TEXTE FOURNI:
Paris le 12 août 1829

Monseigneur, J’ai l’honneur de transmettre, ci-jointe, à Votre Excellence, une demande du jeune Evariste Galois, à l’effet d’être admis au concours qui va s’ouvrir le 20 de ce mois pour l’école préparatoire (Sciences). Il est à ma connaissance que ce candidat, élève de mathématiques spéciales au collège royal de Louis le grand, est un des sujets les plus distingués de ce collège, et que par ses rares dispositions, il promet d’être pour l’Université une bonne acquisition. Je prie Votre Excellence de vouloir bien m’autoriser à ajouter son nom sur la liste des concurrents.

Je suis avec un profond respect,

Monseigneur,

de votre Excellence,

le très humble et très obéissant serviteur.

L’Inspecteur gal chargé de l’adminon de l’Académie,

Rousselle


 S.E. le ministre des affaires ecclésiastiques et de l’Instruction pque.

Source, Archives Nationales, France, F17 4176

Merci aux Archives nationales pour leur autorisation de reproduction
























Lettre d’introduction du recteur Rousselle






















Lettre de candidature d’Évariste (recto)


2 Candidature Ecole préparatoire.jpg


Transcription :


À son Excellence Monseigneur le ministre de l’instruction publique

Galois


 Monseigneur,


J’ai l’honneur de présenter à Votre Excellence une demande à l’effet d’ajouter mon nom à la liste déjà arrêtée des concurrents pour l’entrée à l’école préparatoire (Sciences). Depuis long-tems destiné à l’école Polytechnique, j’ai subi l’examen d’admission à cette école. Mais les espérances qu’on m’a fait concevoir de ce côté n’ont pu m’aveugler sur ma véritable vocation, et je ne peux que regretter de ne m’être pas fait inscrire à l’époque prescrite pour l’école préparatoire. Les encouragements des personnes placées à la tête du monde savant se joignent à mon propre goût pour me déterminer à embrasser cette carrière.

J’ose espérer, Monseigneur, que ( ...)


















Lettre de candidature d’Évariste (verso)

3 Candidature Ecole préparatoire.jpg


Transcription


(...) si votre Excellence hésitait à m’accorder l’objet de ma demande, les informations qu’elle pourrait prendre parleraient en ma faveur.

J’ai l’honneur d’être,

Monseigneur,

Avec le plus profond respect,

De votre Excellence

Le très humble et très

obéissant serviteur

E Galois

Elève du Collège  Royal Louis le Grand

1 Candidature Ecole préparatoire.jpg

Commentaire :


Daté du 12 août 1829, ce courrier du recteur Rousselle introduit la lettre de candidature d’Évariste à l’École préparatoire.

ÉNONCÉ: Relevez tous les noms de fichiers image en .jpg qui figurent dans le texte sur la candidature d'Évariste Galois, dans leur ordre d'apparition.

Entrées de pointage d'objets nommés:
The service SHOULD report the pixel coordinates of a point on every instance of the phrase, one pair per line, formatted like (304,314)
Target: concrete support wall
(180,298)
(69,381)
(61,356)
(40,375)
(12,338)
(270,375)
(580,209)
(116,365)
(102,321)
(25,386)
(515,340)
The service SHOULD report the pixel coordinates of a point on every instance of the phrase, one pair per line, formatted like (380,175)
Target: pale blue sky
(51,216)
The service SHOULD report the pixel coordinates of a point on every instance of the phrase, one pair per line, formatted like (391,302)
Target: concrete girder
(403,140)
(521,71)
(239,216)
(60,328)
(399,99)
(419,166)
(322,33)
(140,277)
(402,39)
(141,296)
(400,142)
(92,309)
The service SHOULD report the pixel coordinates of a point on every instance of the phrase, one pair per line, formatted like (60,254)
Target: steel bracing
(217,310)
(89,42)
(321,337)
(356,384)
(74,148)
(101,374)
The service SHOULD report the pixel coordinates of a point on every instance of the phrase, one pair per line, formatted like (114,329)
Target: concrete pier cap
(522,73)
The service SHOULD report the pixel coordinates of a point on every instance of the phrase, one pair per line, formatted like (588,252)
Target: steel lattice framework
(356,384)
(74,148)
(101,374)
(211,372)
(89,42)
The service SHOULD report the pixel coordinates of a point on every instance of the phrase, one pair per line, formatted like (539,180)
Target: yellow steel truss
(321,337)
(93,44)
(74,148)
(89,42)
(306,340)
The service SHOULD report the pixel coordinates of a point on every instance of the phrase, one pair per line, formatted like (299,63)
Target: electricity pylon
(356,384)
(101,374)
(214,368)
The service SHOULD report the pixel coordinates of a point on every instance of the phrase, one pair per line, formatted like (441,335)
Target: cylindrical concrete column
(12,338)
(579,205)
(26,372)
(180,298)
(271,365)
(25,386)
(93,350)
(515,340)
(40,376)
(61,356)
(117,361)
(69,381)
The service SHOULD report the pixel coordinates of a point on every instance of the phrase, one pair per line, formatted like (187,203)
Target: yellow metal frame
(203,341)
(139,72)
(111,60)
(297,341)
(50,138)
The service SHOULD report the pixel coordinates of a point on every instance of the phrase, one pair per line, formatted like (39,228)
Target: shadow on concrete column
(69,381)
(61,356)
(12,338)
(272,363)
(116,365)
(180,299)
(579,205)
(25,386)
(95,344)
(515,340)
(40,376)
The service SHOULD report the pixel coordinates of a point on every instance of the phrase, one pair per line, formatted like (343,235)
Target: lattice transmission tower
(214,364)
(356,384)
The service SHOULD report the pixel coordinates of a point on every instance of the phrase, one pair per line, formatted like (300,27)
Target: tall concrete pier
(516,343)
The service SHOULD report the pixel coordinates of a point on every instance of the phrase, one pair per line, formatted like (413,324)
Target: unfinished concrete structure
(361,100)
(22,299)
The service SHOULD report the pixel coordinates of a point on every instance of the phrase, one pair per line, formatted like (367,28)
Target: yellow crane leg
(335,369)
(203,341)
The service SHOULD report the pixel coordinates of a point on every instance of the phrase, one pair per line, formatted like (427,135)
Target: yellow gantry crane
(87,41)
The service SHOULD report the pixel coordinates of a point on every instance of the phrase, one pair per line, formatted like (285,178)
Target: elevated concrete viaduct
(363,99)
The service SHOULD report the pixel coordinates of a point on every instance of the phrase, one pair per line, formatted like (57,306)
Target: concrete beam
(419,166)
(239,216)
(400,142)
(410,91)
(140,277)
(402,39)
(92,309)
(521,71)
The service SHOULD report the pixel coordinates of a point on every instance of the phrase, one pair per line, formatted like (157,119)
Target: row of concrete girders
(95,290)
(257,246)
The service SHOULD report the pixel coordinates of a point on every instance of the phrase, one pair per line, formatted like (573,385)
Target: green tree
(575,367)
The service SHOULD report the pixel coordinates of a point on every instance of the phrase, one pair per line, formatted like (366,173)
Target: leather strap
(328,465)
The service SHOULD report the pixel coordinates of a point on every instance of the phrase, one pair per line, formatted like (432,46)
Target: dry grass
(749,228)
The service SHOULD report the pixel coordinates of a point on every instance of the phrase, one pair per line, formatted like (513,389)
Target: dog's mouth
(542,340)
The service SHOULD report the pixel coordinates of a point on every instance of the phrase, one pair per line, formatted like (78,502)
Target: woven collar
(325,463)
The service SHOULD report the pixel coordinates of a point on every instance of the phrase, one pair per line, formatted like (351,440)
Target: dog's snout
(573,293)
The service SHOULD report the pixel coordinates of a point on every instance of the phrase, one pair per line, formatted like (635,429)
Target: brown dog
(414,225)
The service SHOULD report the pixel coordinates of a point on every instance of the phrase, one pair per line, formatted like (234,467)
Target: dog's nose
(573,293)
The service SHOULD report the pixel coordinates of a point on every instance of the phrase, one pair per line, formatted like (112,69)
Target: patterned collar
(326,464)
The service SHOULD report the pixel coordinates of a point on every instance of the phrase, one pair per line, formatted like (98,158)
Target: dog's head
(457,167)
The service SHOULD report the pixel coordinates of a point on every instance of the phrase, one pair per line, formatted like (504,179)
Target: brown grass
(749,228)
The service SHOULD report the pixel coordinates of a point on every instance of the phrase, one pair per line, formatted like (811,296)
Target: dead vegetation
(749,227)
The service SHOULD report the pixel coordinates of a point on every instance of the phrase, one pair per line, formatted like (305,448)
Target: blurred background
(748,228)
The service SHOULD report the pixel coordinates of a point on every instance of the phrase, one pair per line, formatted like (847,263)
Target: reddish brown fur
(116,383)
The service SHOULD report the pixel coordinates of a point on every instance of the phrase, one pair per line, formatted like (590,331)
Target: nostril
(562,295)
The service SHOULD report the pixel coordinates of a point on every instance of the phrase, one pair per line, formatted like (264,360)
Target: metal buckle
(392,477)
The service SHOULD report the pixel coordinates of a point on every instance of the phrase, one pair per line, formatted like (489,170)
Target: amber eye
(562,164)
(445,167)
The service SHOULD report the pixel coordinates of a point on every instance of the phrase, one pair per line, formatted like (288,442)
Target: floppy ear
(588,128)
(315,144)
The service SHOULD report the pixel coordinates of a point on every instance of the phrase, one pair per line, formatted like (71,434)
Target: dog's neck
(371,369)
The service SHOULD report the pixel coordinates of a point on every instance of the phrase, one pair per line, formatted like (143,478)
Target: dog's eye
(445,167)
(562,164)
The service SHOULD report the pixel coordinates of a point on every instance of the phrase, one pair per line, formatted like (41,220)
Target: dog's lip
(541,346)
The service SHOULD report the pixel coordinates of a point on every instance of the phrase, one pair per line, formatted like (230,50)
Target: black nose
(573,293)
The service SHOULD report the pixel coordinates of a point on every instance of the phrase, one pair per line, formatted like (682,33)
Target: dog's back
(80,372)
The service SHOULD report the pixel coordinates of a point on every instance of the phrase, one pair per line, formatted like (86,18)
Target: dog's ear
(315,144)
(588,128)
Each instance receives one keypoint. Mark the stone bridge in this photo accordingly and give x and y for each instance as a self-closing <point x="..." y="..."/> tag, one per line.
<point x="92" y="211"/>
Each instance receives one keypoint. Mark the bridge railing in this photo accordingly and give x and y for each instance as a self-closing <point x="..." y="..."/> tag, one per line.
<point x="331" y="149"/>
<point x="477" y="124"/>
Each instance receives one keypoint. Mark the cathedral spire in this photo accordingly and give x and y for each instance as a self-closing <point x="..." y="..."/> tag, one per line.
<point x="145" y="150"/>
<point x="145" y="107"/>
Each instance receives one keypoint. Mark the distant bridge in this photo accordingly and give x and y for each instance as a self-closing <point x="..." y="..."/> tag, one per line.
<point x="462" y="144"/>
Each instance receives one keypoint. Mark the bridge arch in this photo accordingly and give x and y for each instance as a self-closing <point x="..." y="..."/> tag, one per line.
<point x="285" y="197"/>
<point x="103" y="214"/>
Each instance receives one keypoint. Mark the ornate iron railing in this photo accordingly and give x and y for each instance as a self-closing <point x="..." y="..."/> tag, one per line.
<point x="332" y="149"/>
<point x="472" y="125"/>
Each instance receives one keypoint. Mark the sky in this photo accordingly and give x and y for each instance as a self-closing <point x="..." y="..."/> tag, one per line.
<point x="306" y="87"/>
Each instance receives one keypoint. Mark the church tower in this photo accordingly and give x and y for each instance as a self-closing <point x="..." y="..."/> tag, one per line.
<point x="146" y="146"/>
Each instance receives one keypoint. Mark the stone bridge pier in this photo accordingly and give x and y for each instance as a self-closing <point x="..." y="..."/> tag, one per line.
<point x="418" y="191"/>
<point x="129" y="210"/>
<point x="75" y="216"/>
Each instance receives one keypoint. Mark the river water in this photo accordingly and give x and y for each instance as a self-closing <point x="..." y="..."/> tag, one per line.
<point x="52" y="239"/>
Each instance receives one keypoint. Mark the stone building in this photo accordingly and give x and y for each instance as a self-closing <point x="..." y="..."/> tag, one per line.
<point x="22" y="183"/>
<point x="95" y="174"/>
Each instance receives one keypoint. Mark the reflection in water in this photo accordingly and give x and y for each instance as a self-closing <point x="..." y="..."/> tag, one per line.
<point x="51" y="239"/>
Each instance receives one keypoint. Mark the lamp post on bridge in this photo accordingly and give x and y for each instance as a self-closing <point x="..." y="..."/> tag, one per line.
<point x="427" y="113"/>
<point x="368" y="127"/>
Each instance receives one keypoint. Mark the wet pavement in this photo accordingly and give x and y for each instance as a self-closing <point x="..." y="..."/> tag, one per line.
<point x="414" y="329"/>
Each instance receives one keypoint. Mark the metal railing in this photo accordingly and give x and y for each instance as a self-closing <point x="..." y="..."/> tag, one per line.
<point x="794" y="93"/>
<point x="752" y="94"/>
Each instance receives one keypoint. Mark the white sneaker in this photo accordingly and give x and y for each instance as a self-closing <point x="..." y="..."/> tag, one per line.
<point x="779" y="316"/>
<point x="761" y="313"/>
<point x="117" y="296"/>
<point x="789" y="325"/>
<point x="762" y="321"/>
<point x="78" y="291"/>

RÉSULTAT:
2 Candidature Ecole préparatoire.jpg
3 Candidature Ecole préparatoire.jpg
1 Candidature Ecole préparatoire.jpg